(SUPPLIED MATERIAL Opens)

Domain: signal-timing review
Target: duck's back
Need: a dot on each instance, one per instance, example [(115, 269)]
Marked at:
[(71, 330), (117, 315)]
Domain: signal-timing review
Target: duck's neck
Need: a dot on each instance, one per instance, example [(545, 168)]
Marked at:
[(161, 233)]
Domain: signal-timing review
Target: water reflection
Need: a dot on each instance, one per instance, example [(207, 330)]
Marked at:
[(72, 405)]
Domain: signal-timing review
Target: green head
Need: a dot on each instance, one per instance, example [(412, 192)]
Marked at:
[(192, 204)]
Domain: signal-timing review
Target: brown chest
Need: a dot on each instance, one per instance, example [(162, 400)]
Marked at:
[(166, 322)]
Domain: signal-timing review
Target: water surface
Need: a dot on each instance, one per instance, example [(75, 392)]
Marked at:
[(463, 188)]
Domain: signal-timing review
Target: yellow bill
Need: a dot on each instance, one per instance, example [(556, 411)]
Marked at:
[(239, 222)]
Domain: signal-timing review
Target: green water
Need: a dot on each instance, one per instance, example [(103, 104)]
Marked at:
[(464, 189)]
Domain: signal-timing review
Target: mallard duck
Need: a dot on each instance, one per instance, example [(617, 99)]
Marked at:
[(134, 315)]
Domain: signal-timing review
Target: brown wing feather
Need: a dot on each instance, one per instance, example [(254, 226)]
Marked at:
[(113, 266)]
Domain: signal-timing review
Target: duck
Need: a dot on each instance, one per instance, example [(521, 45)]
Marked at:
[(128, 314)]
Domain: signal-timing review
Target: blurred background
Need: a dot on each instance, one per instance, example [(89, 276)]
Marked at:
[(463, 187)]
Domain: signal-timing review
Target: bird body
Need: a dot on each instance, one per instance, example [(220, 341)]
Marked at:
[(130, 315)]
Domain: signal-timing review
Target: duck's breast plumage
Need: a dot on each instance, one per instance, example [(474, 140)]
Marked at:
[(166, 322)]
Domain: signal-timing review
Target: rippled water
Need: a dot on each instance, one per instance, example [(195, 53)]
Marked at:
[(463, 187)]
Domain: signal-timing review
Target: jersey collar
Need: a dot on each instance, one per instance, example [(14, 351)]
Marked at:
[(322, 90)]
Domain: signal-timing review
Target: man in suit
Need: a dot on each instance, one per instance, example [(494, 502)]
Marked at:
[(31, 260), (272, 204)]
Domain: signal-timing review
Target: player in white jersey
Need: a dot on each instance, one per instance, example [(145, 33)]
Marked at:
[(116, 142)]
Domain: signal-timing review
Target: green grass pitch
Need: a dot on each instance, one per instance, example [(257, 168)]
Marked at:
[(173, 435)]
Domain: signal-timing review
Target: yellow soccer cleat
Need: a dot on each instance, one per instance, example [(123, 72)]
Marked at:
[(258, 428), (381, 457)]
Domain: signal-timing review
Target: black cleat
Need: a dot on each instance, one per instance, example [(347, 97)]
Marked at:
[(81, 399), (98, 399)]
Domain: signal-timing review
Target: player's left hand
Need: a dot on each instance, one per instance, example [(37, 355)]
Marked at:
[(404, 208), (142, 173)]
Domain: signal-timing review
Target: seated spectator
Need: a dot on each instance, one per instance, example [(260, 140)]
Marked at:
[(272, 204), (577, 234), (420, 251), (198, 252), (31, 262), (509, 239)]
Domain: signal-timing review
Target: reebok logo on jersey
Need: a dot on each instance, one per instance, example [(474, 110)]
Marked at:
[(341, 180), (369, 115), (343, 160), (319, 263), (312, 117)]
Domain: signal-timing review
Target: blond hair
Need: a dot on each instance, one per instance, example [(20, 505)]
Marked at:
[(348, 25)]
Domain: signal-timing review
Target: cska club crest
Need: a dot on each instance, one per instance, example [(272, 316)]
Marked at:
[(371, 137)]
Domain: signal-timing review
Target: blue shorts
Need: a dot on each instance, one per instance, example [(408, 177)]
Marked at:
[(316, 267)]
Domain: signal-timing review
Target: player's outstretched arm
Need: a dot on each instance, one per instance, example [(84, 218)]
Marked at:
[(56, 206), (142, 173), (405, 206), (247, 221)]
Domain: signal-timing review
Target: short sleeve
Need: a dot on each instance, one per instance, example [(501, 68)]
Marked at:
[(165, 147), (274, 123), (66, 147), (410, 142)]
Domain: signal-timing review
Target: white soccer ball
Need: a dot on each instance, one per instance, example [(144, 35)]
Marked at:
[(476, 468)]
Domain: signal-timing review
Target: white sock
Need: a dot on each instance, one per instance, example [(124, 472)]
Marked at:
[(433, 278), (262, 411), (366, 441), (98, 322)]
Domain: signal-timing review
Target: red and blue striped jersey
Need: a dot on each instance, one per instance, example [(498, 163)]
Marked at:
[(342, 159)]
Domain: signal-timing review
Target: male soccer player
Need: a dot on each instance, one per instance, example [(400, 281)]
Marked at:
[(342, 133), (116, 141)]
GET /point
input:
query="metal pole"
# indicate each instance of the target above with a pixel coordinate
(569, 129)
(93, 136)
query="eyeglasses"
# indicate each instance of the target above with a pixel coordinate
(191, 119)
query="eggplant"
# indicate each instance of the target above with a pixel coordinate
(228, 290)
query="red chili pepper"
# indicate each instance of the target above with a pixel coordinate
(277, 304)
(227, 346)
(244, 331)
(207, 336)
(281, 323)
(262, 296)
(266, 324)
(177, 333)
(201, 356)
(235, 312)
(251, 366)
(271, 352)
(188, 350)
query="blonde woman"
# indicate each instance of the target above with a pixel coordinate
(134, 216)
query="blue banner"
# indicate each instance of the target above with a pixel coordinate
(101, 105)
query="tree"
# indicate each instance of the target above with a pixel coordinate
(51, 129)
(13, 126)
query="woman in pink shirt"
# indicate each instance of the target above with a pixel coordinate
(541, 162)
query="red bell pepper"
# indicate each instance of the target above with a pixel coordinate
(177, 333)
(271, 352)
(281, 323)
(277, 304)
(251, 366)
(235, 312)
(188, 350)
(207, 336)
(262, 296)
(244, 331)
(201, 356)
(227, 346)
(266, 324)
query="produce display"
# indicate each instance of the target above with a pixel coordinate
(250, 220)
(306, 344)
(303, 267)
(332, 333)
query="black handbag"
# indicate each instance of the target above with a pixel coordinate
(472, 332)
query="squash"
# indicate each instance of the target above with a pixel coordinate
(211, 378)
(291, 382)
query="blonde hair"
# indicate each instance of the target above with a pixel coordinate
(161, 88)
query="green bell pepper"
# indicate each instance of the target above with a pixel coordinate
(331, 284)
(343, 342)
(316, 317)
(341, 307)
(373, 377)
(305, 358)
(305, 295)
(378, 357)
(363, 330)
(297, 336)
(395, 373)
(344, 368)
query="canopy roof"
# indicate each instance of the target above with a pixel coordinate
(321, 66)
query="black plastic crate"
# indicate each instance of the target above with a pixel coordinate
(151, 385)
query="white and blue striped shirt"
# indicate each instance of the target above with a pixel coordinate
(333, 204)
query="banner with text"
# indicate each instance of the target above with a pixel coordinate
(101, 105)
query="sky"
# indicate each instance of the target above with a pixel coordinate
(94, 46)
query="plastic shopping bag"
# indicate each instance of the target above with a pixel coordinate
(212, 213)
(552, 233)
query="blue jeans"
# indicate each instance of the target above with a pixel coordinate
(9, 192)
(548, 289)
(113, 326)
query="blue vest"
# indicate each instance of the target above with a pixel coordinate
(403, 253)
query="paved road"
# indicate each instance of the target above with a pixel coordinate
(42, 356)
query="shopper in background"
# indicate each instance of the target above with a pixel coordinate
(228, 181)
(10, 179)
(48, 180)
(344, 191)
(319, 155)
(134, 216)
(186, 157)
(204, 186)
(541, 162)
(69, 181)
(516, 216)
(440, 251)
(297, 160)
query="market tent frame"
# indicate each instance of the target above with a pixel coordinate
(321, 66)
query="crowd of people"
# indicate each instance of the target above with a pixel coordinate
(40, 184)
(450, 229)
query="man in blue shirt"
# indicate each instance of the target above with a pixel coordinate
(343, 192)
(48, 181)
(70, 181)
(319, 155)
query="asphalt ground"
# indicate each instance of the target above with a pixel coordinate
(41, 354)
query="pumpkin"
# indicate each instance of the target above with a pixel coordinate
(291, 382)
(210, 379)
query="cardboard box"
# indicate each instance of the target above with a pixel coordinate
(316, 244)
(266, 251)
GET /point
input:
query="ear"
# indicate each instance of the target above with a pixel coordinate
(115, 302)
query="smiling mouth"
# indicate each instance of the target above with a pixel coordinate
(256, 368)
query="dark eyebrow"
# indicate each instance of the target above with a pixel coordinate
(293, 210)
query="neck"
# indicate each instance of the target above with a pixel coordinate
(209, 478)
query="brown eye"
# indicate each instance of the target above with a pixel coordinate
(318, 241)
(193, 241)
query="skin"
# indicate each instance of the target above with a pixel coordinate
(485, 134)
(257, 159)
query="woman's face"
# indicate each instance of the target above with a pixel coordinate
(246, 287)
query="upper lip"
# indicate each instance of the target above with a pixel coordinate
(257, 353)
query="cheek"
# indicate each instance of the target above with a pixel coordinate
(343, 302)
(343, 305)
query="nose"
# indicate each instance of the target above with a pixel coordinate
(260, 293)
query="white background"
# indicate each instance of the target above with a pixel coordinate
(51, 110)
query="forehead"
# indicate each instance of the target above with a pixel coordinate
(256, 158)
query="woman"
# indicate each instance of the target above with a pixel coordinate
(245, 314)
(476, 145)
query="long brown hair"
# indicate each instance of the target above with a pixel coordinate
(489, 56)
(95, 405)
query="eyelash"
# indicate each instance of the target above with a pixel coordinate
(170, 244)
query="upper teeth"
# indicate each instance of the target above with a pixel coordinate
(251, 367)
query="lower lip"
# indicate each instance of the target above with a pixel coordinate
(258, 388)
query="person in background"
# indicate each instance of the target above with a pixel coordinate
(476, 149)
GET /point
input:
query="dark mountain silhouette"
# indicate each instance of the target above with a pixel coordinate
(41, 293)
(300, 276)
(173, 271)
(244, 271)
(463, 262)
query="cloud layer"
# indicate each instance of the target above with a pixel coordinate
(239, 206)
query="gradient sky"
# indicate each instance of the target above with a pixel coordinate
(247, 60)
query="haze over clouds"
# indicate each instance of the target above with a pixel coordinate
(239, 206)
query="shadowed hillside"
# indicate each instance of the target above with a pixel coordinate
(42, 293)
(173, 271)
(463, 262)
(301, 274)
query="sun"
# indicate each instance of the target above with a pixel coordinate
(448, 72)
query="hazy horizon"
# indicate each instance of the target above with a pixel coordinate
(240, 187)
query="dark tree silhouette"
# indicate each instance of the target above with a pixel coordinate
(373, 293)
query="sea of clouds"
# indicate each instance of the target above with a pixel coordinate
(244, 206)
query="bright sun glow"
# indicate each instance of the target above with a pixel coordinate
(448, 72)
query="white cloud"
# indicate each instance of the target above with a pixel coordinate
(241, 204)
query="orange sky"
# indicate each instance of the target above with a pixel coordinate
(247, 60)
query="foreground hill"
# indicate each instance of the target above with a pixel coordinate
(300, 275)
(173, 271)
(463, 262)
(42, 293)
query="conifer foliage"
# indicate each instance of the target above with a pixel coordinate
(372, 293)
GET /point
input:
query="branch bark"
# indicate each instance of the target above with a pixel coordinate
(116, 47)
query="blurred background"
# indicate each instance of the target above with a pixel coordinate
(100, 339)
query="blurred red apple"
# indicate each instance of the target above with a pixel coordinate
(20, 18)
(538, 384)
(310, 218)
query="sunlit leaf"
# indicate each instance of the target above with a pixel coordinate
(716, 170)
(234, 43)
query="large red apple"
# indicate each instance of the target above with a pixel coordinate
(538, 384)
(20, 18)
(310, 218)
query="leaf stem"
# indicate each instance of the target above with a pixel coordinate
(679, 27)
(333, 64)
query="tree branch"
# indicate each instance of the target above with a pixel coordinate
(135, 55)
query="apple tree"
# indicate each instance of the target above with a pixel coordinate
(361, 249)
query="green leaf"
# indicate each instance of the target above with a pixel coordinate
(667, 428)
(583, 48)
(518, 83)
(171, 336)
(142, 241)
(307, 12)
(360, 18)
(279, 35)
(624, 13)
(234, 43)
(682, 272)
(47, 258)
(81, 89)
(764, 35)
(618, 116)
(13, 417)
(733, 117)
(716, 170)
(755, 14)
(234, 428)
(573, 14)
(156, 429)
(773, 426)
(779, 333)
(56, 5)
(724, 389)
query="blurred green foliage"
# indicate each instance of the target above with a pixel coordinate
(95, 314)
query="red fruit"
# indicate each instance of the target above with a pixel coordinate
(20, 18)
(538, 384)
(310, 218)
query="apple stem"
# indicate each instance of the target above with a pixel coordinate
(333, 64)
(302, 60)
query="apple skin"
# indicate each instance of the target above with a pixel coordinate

(SUPPLIED MATERIAL Closes)

**THE PROBLEM**
Return each line from the records that includes the word "water".

**ANSWER SECTION**
Target: water reflection
Target: water surface
Target: green water
Target: rippled water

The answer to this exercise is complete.